Written problem:
Repeat all of the material exactly as given.

*** Task data

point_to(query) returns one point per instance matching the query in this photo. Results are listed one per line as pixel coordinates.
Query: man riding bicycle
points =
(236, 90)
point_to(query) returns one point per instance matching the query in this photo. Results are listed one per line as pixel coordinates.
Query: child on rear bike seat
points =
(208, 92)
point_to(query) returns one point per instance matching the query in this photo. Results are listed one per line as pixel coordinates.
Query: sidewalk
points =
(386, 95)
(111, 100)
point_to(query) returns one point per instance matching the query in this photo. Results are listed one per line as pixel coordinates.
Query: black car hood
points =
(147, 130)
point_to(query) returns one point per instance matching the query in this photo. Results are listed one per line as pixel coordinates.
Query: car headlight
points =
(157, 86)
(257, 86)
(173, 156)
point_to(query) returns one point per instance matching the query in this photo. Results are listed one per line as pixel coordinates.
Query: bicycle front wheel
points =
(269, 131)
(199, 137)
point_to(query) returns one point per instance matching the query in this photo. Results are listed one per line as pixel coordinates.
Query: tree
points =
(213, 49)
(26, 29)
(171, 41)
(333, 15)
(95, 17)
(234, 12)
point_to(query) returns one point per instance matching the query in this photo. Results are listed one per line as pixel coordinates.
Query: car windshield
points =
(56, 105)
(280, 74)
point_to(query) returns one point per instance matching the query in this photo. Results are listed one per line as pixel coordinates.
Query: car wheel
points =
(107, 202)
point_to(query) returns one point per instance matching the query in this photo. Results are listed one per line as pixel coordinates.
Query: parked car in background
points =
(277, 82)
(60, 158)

******

Task answer:
point_to(query) returns one point per instance matching the query in this photo. Results are listed one per line as pixel coordinates.
Query: man riding bicycle
points =
(236, 90)
point_to(query) returns one point per instance matching the query in this photo. Results are listed one per line as pixel coordinates.
Query: child on rear bike seat
points =
(208, 92)
point_to(query) returns one point per instance matching the query in this photo. Results are listed one per line as pixel coordinates.
Query: sidewalk
points =
(386, 95)
(111, 100)
point_to(query) returns one point per instance matching the query in this photo. Results are listed one per line as pixel coordinates.
Query: black car hood
points =
(147, 130)
point_to(query) returns one point per instance matching the query in this photo. Results are listed one per line as pixel coordinates.
Query: car headlight
points =
(157, 86)
(257, 86)
(173, 156)
point_to(query) returns one point per instance matching the query in this photo. Results are listed one per line as pixel coordinates.
Query: bicycle front wheel
points =
(269, 131)
(199, 137)
point_to(query) returns one point per instance matching the query in this photo. Results are listed one per line as pixel coordinates.
Query: tree
points =
(213, 49)
(26, 29)
(171, 41)
(333, 15)
(95, 17)
(234, 12)
point_to(query) returns one point per instance matching the query in this photo. Results are listed one per line as pixel coordinates.
Query: car windshield
points =
(56, 105)
(280, 74)
point_to(query) returns one point per instance matching the query in this photo. Results are listed one per line as pixel coordinates.
Query: car wheel
points =
(107, 202)
point_to(query) returns one point per instance matching the query in this photo. Results are listed one per line as pixel coordinates.
Query: parked car in background
points =
(277, 82)
(60, 158)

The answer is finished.